-- START OF Data to process --

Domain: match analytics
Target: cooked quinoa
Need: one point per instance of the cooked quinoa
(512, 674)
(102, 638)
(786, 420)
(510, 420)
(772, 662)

-- END OF Data to process --

● Objective
Rescale the entries: write out every line again, requests included, with each point coordinate in the answers multiplied by 1.95 and rounded to the nearest whole number, halves rounding up.

● Response to this exercise
Domain: match analytics
Target: cooked quinoa
Need: one point per instance of the cooked quinoa
(998, 1314)
(199, 1244)
(1533, 819)
(995, 819)
(1505, 1291)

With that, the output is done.